=== SELECTED TEXT ===

That alone makes him disruptive.

Across the continent, entrenched political elites often misread such figures. They assume visibility without machinery is weakness. Yet Senegal demonstrated that when the legitimacy of institutions begins to erode, political machinery matters less than public sentiment. The electorate stops asking, “Who has power?” and instead asks, “Who understands our frustrations?”

This is the pivot Kenya risks approaching.

In Nairobi, the country’s political weather vane, a large, educated, digitally networked population is increasingly detached from the political rituals that defined earlier political eras: choreographed defections, elite pacts, and coalitions negotiated in boardrooms rather than shaped through public engagement. The city’s voters increasingly consume politics conversationally rather than through ethnic lenses. They are less interested in liberation nostalgia and more concerned with cost of living, taxation, dignity, and opportunity.

That demographic shift is seismic — and largely underappreciated by sections of the political class.

Senegal’s capital, Dakar, experienced a similar transformation before its political reset. A young population, fluent in digital mobilisation and resistant to paternalistic leadership styles, began to view the state not as an inheritance from liberation heroes but as a service provider that had failed to meet expectations. Once that psychological break occurred, the old political elite could not regain authority simply by invoking history. Legitimacy had shifted.

=== DATASET EXTRACT ===

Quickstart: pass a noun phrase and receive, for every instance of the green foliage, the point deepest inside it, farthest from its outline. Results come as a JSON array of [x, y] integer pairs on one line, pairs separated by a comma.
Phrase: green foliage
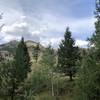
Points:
[[48, 59], [36, 52], [67, 55], [7, 75], [23, 64]]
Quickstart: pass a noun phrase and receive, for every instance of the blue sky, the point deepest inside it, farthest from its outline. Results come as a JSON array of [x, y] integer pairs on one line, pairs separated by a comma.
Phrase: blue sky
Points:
[[46, 20]]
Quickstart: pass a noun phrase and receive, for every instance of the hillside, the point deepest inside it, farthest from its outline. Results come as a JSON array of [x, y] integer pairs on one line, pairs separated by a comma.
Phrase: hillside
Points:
[[8, 49]]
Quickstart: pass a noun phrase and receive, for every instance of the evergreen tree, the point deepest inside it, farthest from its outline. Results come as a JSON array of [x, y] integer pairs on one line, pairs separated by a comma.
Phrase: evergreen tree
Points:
[[88, 84], [48, 61], [67, 55], [36, 52], [22, 59]]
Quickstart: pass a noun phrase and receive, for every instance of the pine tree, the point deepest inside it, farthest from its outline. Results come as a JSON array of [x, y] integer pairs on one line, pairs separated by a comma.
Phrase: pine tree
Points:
[[67, 55], [88, 84], [36, 52], [22, 58], [49, 61]]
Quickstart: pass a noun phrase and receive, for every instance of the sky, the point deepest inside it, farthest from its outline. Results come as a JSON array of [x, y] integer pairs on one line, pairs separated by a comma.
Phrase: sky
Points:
[[45, 21]]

===

TASK STATEMENT:
Can you continue the opinion piece comparing Kenya's political mood with Senegal's political reset, starting right after its last sentence?

ANSWER TO THE EXERCISE:
Kenya’s political establishment still often assumes legitimacy is inherited.

This is where the potential miscalculation lies.

If the so-called Sifuna phenomenon evolves beyond personality politics and becomes a broader expression of public dissatisfaction — particularly among young voters who feel economically excluded and politically underrepresented — it could trigger the kind of democratic disruption seen in Senegal. Not because Sifuna is destined for higher political office, but because moments of political rupture are rarely about the individuals at their centre. They are about timing, public mood, and whether society has grown tired of being managed.

Movements are born when systems mistake control for consent.

For such a transformation to occur in Kenya, three conditions would likely need to converge: sustained economic pressure on young people, perceived institutional insensitivity, and a political figure capable of articulating dissent without sounding radical. Senegal experienced that convergence. Kenya is gradually moving toward it.

The political class is, characteristically, preparing for the next election cycle. The public, quietly, may be preparing for something else entirely.

And when nations reach that stage, change does not negotiate — it arrives.

The question is not whether Kenya can experience a Senegal-style political shift.

It is whether its leaders will recognise one before it fully materialises.


The writer is the, Executive Director, Open Future Hub (OFH).

X: @MalibaArnold.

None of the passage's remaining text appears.